* _Article_
________________
Accordingly, the court found that the actual impact on Stevens was
considerably lessened since no adjustment was made for the firm's
operating expenses incurred during the time the receivables were
created.   
     The trial court commented that some of the foreign decisions
finding forfeiture provisions unenforceable under Rule 5.6 had,
nonetheless, recognized the legitimate right of a law firm to
protect its own survival.  The court held that subsection (b)(iii)
of Article Ninth was merely a liquidated damages clause, and found
it to be a reasonable forecast of damages to Rooks.  Based on that
reasoning, the court granted summary judgment to Rooks, concluding
that the Agreement struck a "balance between the interest of a
going concern and the legal profession's obligation to allow a
client's unfettered access to legal services." 
     The trial court's order also allowed Stevens to file an
amended complaint.  Stevens filed a second amended complaint on
February 6, 1996, incorporating counts I and II of his original
complaint and, further, purporting to state a breach of contract
claim for $4,319 allegedly still due to Stevens from the 80%
unadjusted share of his departure compensation (count III), and a
breach of contract claim for the remaining $60,640 withheld from
Stevens after his withdrawal (count IV).  In a final order entered
June 6, 1996, this complaint was dismissed with prejudice.  Stevens
appealed from both the January 3, 1996, and June 6, 1996, orders. 
     Summary judgment is appropriate if there is no genuine issue
of material fact and the moving party is entitled to judgment as a
matter of law.  735 ILCS 5/2-1005(c) (West 1994).  The court must
consider the affidavits, depositions, admissions, exhibits, and
pleadings on file and construe the evidence strictly against the
movant and liberally in favor of the nonmoving party.  In re Estate
of Hoover, 155 Ill. 2d 402, 410-11, 615 N.E.2d 736 (1993).  This
court reviews a summary judgment de novo.  Hoover, 155 Ill. 2d  at
411.
     Stevens contends that the trial court erred in concluding
that, as a matter of law, Article Ninth is not in contravention of
the public policy underlying Rule 5.6(a) of the Code which provides
in pertinent part:
     "A lawyer shall not participate in offering or making:
          (a) a partnership or employment agreement that
     restricts the rights of a lawyer to practice after
     termination of the relationship, except an agreement
     concerning benefits upon retirement ***." 134 Ill. 2d R.
     5.6(a). 
     Stevens argues that subsection (b)(iii) of Article Ninth restricts
both a lawyer's right to practice law and the public's right to
choose legal counsel.  He maintains that a provision which requires
ex-partners to choose between compensation or continued service to
their clients discourages competition in that the disparate
treatment of competing and non-competing ex-partners deters the ex-
partners from practicing law in the Chicago metropolitan area.
________________
* _Dataset extract_
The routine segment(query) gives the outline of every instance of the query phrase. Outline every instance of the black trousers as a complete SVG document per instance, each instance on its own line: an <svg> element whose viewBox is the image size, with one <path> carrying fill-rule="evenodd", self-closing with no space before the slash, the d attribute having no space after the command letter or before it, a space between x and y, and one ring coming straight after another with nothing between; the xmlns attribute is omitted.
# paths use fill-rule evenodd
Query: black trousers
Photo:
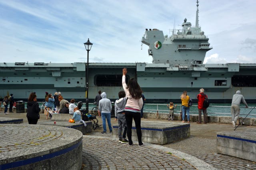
________________
* _Exercise requirements_
a: According to the court opinion, on what date did Stevens file his second amended complaint?
b: List every kind of material that the court opinion says a court must consider when ruling on summary judgment.
c: Repeat the part of the court opinion that opens with the words containing "The trial court commented" and closes with "held that subsection (b)(iii)".
The data has no connection to the court opinion.

* _The responses_
a: February 6, 1996.

b: Affidavits, depositions, admissions, exhibits, and pleadings on file.

c:
The trial court commented that some of the foreign decisions
finding forfeiture provisions unenforceable under Rule 5.6 had,
nonetheless, recognized the legitimate right of a law firm to
protect its own survival.  The court held that subsection (b)(iii)